» DATASET RECORDS:
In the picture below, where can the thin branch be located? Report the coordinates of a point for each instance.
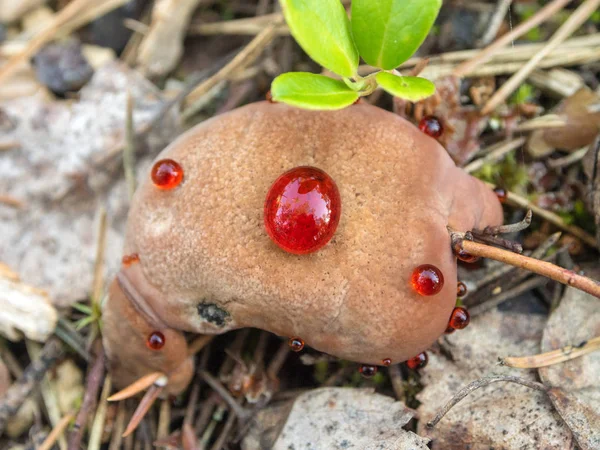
(478, 384)
(486, 54)
(579, 16)
(549, 270)
(553, 357)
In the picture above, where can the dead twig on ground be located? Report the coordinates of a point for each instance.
(479, 384)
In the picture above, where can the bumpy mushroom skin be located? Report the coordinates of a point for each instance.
(207, 264)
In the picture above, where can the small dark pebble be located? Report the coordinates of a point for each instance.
(62, 67)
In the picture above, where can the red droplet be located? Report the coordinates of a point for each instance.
(302, 210)
(427, 279)
(501, 194)
(431, 126)
(167, 174)
(463, 255)
(418, 362)
(296, 344)
(367, 370)
(461, 289)
(459, 318)
(130, 259)
(156, 340)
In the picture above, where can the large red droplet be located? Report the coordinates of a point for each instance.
(167, 174)
(427, 279)
(431, 126)
(459, 318)
(302, 210)
(156, 340)
(418, 362)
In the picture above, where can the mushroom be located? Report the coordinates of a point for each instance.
(199, 258)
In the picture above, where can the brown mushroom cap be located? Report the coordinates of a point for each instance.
(207, 264)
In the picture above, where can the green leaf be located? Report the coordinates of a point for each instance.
(322, 29)
(408, 88)
(388, 32)
(312, 91)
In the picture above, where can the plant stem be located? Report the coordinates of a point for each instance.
(549, 270)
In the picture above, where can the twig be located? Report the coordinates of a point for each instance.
(65, 15)
(528, 285)
(239, 411)
(482, 383)
(242, 59)
(94, 380)
(139, 385)
(502, 8)
(56, 432)
(555, 219)
(574, 21)
(143, 407)
(486, 54)
(100, 418)
(20, 389)
(553, 357)
(549, 270)
(129, 148)
(496, 154)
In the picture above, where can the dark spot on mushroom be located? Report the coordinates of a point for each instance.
(213, 314)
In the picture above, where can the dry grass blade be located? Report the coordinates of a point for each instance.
(65, 15)
(138, 386)
(553, 357)
(574, 21)
(56, 432)
(547, 269)
(144, 406)
(487, 53)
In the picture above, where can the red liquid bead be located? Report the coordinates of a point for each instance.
(461, 289)
(156, 341)
(459, 318)
(302, 210)
(130, 259)
(501, 194)
(427, 280)
(367, 371)
(296, 344)
(431, 126)
(166, 174)
(418, 362)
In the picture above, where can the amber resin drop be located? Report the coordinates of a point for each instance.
(431, 126)
(367, 370)
(167, 174)
(130, 259)
(427, 280)
(418, 362)
(501, 194)
(156, 341)
(296, 344)
(302, 210)
(459, 318)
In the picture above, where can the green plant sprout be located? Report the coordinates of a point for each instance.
(385, 33)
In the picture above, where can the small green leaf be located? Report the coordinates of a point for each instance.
(388, 32)
(322, 29)
(408, 88)
(312, 91)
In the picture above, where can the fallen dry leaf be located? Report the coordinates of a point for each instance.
(575, 383)
(335, 418)
(51, 241)
(502, 415)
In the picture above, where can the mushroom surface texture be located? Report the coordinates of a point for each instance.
(204, 262)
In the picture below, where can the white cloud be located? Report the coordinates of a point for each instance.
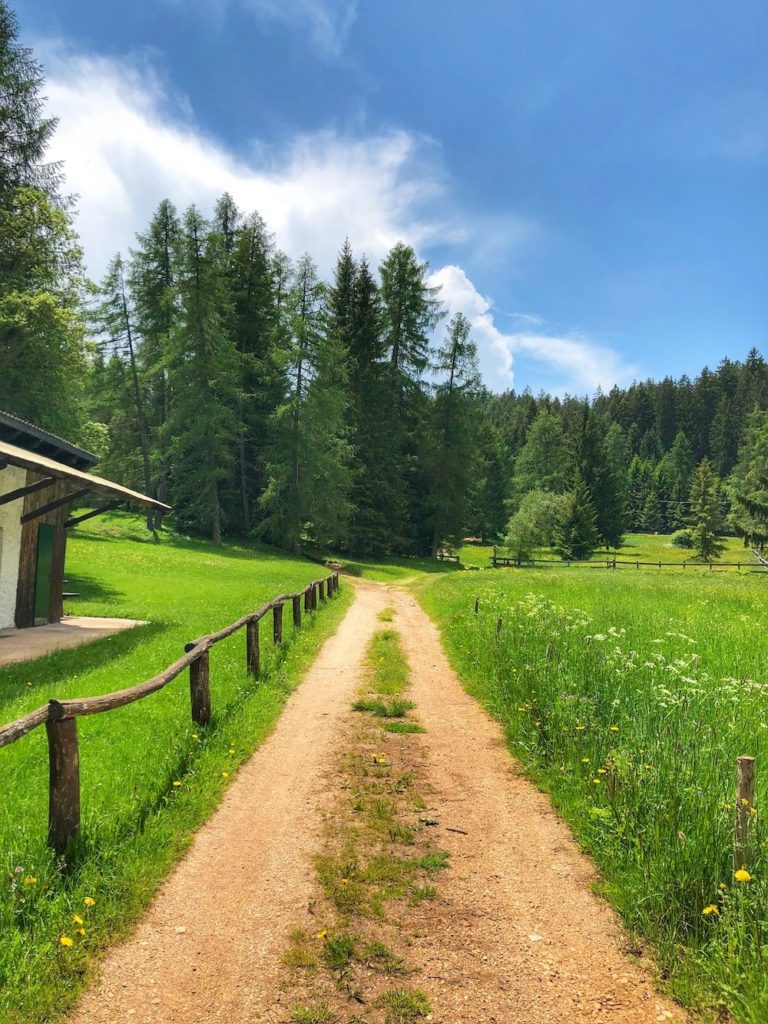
(125, 146)
(576, 363)
(328, 22)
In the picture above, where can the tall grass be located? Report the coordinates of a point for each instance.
(148, 776)
(629, 697)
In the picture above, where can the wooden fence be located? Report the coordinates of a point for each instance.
(499, 561)
(59, 717)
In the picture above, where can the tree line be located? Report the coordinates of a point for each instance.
(216, 374)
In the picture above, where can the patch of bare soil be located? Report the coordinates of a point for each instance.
(513, 933)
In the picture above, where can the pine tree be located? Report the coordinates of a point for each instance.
(115, 321)
(602, 480)
(309, 477)
(255, 333)
(411, 310)
(749, 483)
(651, 520)
(577, 536)
(707, 514)
(454, 409)
(205, 379)
(43, 366)
(544, 462)
(25, 131)
(154, 286)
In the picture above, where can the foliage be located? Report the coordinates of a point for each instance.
(707, 520)
(683, 538)
(577, 535)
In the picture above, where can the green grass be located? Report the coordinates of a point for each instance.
(135, 821)
(628, 696)
(636, 547)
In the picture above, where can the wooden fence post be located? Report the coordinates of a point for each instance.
(200, 689)
(278, 624)
(252, 646)
(744, 797)
(64, 790)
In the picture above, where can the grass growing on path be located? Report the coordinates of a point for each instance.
(377, 866)
(629, 697)
(148, 777)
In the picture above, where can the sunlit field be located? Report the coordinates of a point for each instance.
(148, 776)
(629, 696)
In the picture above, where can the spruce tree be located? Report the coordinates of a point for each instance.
(307, 493)
(455, 409)
(707, 512)
(544, 462)
(577, 535)
(114, 318)
(205, 380)
(25, 131)
(154, 286)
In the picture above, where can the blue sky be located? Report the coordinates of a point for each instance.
(588, 180)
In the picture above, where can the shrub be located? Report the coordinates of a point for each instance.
(682, 538)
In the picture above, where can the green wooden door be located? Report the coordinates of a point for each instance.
(45, 538)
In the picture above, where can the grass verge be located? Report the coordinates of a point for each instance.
(628, 697)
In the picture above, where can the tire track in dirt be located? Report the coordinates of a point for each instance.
(210, 946)
(517, 936)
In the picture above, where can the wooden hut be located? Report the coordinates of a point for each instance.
(41, 476)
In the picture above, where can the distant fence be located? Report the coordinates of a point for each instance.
(499, 561)
(59, 717)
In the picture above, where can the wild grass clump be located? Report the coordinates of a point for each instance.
(629, 698)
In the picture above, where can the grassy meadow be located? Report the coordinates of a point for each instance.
(148, 776)
(628, 696)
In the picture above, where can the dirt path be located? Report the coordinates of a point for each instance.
(516, 936)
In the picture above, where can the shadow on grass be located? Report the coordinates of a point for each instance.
(41, 676)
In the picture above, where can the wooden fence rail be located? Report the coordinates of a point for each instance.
(499, 561)
(59, 717)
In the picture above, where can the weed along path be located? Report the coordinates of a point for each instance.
(273, 886)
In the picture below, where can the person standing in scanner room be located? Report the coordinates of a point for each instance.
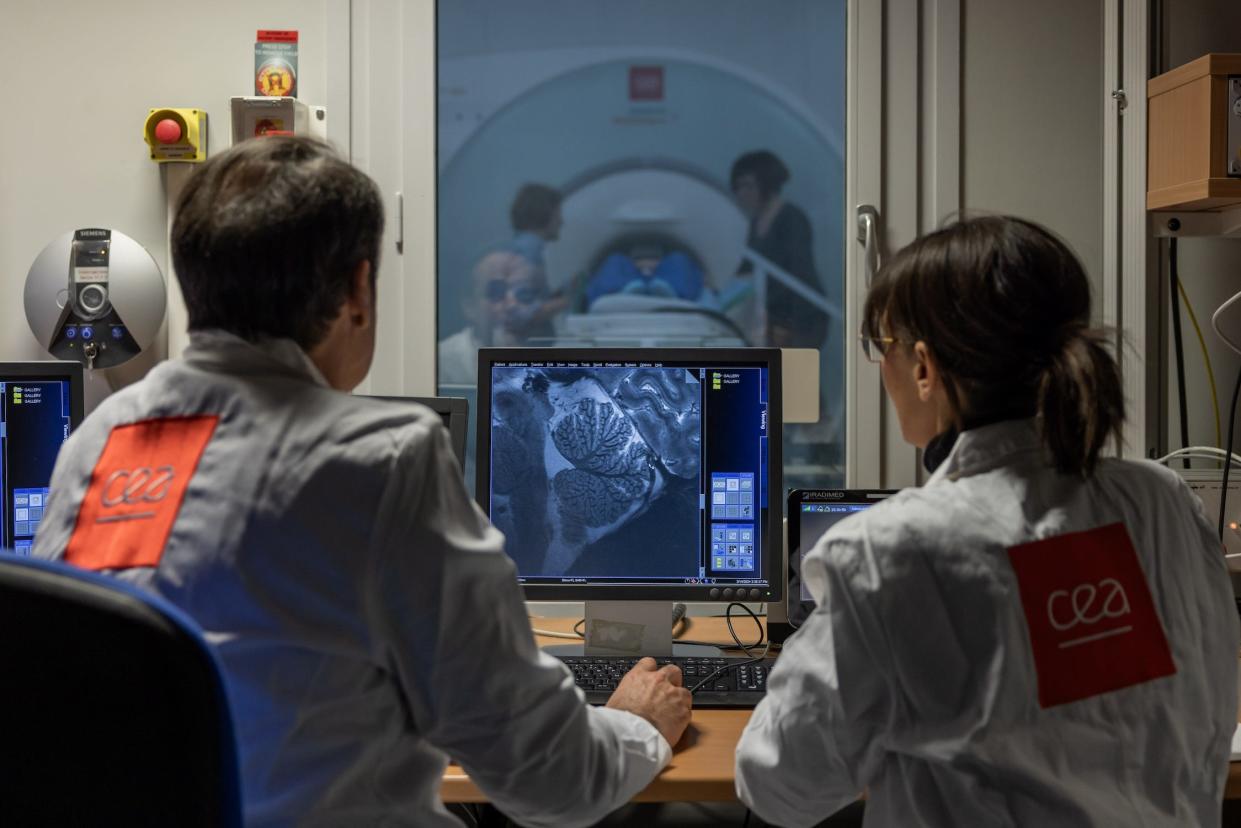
(1038, 636)
(367, 621)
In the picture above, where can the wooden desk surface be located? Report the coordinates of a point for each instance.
(701, 766)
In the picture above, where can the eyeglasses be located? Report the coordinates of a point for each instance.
(499, 289)
(875, 348)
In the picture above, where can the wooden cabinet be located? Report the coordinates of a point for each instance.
(1188, 152)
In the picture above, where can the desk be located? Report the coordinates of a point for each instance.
(701, 766)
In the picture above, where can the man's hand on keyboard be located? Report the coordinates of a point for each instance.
(657, 695)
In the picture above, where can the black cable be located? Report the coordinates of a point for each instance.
(1174, 282)
(727, 620)
(726, 667)
(753, 659)
(1227, 456)
(678, 618)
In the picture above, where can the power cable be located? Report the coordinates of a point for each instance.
(1179, 345)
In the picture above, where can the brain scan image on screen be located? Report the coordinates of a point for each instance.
(592, 469)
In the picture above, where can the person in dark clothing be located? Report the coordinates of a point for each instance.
(781, 232)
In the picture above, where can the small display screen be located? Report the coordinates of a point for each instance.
(35, 420)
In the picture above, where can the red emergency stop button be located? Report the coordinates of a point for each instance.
(168, 132)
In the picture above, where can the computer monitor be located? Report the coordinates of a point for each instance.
(454, 414)
(634, 474)
(40, 404)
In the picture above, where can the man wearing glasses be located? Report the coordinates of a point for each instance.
(505, 312)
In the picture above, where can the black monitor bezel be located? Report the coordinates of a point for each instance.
(773, 561)
(458, 417)
(52, 370)
(792, 508)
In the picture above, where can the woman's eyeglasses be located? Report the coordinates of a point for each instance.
(499, 289)
(875, 348)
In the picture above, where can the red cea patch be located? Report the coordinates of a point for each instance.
(1092, 622)
(135, 492)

» WHAT YOU WILL DO: Write out, word for word, the line that contains "In the picture above, where can the person" and every line after it through the last line of the listing.

» WRITTEN REPLY:
In the picture above, where can the person in dark clothing be located? Report the coordinates of a point for each instance.
(781, 232)
In the picture above, where can the small display screen be located? Report the coordinates of a point for each instance.
(35, 420)
In the picture above, where can the red emergency stop button be located? Report the coordinates of a point for each instance.
(168, 132)
In the picture above, where can the computer monitor be located? Report the coordinates of a point for each instance.
(454, 414)
(634, 474)
(40, 404)
In the picture above, where can the man wearing glasses be located? Report the coordinates of a point for each instance.
(505, 312)
In the picture above, where can the black monitor bezel be located? Report the coordinates of a point for each instance.
(773, 561)
(458, 417)
(52, 370)
(792, 508)
In the picture above, where can the woman's eyeglasses be located? Report the coordinates of a point for each instance.
(499, 289)
(875, 348)
In the picture above, where can the red cea patch be located? Report the coordinates of a point for each instance.
(1092, 622)
(135, 492)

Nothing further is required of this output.